> _PAGE_:
##########

SEC. 819. FOREIGN LIFE INSURANCE COMPANIES.

(a) CARRYING ON UNITED STATES INSURANCE BUSINESS.-A foreign life insurance company carrying on a life insurance business within the United States, if with respect to its United States business it would qualify as a life insurance company under section 801, shall be taxable on the United States business of such company in the same manner as a domestic life insurance company.

(b) ADJUSTMENT WHERE SURPLUS HELD IN UNITED STATES IS LESS THAN SPECIFIED MINIMUM.

(1) IN GENERAL. In the case of any company described in subsection (a), if the minimum figure determined under paragraph (2) exceeds the surplus held in the United States, then

(A) the amount of the policy and other contract liability requirements (determined under section 805 without regard to this subsection), and

(B) the amount of the required interest (determined under section 809 (a) (2) without regard to this subsection),

shall each be reduced by an amount determined by multiplying such excess by the current earnings rate (as defined in section 805 (b) (2)).

##########

> _SET TASKS_:
(1) Repeat the section 819 passage between "(b) ADJUSTMENT WHERE" and "805 (b) (2)).", inclusive, swapping "current earnings rate" for "present earnings rate".
(2) Using section 819, state the condition under which subsection (b)(1) reduces the two listed amounts, and how the size of each reduction is figured.
(3) Carry on the section 819 text on foreign life insurance companies, starting after its final sentence.

> _ENTRIES_:
##########

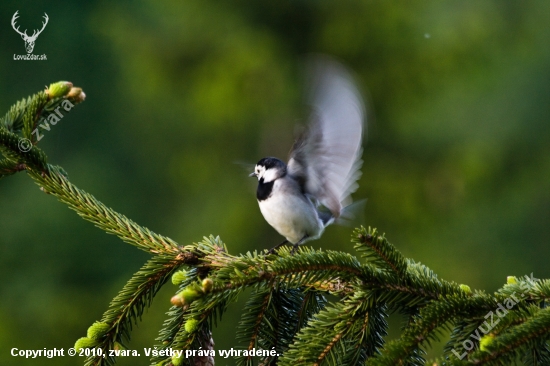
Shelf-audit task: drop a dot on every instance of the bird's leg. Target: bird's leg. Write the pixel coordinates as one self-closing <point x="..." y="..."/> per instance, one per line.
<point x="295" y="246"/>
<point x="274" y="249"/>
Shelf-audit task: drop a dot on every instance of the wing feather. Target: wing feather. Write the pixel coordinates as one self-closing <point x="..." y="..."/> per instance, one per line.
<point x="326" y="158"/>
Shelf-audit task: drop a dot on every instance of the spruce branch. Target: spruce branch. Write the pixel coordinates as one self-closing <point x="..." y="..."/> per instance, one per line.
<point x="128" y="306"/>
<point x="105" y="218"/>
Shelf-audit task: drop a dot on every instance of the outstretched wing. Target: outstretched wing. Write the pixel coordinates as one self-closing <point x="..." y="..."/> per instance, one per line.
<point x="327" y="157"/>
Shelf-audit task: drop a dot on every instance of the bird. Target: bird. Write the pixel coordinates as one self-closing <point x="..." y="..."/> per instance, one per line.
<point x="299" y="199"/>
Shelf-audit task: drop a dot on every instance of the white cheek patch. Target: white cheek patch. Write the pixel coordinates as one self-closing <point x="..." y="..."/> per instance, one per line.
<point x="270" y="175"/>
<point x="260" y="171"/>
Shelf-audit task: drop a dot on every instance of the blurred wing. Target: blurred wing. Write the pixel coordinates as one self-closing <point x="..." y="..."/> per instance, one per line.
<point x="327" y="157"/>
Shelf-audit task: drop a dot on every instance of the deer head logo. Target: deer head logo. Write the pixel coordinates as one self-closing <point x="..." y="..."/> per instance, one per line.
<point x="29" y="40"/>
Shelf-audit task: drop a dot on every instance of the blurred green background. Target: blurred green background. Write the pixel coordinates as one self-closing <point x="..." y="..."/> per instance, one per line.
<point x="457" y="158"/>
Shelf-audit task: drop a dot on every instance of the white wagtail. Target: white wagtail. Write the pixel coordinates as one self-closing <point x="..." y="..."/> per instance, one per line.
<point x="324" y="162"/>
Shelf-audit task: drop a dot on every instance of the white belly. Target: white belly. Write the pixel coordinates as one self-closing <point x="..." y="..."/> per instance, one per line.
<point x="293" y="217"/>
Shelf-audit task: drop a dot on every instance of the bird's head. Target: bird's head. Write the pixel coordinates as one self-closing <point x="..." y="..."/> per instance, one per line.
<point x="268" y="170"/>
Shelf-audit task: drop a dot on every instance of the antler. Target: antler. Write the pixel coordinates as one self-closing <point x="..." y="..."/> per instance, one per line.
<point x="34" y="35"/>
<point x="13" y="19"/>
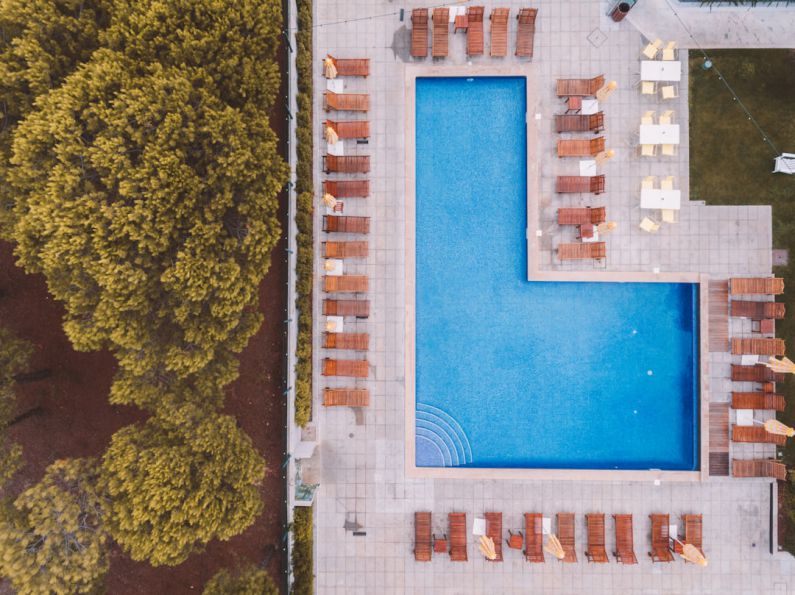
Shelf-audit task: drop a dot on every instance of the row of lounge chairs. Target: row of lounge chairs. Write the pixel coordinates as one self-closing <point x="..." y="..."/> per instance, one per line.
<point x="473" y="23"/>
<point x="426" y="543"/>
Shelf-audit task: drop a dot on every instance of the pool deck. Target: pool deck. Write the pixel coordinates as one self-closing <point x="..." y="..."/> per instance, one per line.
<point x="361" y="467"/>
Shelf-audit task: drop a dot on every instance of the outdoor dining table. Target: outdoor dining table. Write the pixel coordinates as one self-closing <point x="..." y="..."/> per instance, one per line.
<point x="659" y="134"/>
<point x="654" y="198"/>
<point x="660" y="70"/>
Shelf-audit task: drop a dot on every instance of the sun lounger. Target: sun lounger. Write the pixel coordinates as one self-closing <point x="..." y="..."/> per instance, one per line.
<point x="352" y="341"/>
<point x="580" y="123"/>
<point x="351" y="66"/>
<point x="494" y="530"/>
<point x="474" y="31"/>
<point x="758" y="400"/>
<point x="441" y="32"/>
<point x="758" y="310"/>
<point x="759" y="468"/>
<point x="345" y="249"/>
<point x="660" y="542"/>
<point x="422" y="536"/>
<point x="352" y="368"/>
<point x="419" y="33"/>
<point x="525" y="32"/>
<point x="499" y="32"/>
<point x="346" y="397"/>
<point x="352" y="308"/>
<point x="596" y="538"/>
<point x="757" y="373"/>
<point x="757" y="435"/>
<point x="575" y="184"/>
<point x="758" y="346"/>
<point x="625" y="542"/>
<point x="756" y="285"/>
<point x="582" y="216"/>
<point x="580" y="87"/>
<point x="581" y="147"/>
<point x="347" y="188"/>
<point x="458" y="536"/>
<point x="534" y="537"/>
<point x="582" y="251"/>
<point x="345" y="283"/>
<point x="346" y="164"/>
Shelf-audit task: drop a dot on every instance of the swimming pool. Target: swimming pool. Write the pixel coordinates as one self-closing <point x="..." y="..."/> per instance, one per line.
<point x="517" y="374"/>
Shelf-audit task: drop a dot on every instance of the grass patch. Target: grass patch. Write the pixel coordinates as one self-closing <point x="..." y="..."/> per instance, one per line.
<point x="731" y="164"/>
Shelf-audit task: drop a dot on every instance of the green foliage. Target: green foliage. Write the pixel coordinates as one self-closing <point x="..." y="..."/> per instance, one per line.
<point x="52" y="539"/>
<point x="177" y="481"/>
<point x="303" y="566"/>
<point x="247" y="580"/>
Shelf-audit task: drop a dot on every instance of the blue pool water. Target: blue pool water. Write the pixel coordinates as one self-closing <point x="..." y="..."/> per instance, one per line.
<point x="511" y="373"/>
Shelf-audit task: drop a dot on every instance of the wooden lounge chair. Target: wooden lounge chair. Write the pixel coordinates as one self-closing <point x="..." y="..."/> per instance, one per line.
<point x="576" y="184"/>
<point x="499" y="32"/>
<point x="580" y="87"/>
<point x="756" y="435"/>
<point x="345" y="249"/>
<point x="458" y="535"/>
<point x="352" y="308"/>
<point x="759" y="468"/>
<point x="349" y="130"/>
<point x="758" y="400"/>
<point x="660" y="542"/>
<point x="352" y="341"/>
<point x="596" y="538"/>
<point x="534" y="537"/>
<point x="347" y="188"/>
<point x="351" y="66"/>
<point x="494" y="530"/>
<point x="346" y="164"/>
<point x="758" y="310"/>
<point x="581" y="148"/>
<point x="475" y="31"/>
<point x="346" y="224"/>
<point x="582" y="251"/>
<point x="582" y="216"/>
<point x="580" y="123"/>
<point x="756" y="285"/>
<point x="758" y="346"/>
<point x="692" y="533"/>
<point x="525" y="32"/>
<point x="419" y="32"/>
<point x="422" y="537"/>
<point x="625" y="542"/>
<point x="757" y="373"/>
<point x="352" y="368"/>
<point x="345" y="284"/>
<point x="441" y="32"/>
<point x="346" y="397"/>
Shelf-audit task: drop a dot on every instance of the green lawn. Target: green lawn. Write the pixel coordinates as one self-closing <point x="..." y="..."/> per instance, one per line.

##########

> _ANSWER SET_:
(1)
(b) ADJUSTMENT WHERE SURPLUS HELD IN UNITED STATES IS LESS THAN SPECIFIED MINIMUM.

(1) IN GENERAL. In the case of any company described in subsection (a), if the minimum figure determined under paragraph (2) exceeds the surplus held in the United States, then

(A) the amount of the policy and other contract liability requirements (determined under section 805 without regard to this subsection), and

(B) the amount of the required interest (determined under section 809 (a) (2) without regard to this subsection),

shall each be reduced by an amount determined by multiplying such excess by the present earnings rate (as defined in section 805 (b) (2)).

(2) The reduction applies when the minimum figure determined under paragraph (2) exceeds the surplus held in the United States. The policy and other contract liability requirements and the required interest are each reduced by that excess multiplied by the current earnings rate, as defined in section 805(b)(2).

(3)
(2) DEFINITIONS.-For purposes of paragraph (1)—

(A) The minimum figure is the amount determined by multiplying the taxpayer's total insurance liabilities on United States business by

(i) in the case of a taxable year beginning before January 1, 1959, 9 percent, and

(ii) in the case of a taxable year beginning after December 31, 1958, a percentage for such year to be determined and proclaimed by the Secretary or his delegate.

The percentage determined and proclaimed by the Secretary or his delegate under clause (ii) shall be based on such data with respect to domestic life insurance companies for the preceding taxable year as the Secretary or his delegate considers representative. Such percentage shall be computed on the basis of a ratio the numerator of which is the excess of the assets over the total insurance liabilities, and the denominator of which is the total insurance liabilities.

(B) The surplus held in the United States is the excess of the assets held in the United States over the total insurance liabilities on United States business.

For purposes of this paragraph and subsection (c), the term "total insurance liabilities" means the sum of the total reserves (as defined in section 801 (c)) plus (to the extent not included in total reserves) the items referred to in paragraphs (3), (4), and (5) of section 810 (c).

(c) DISTRIBUTION TO SHAREHOLDERS.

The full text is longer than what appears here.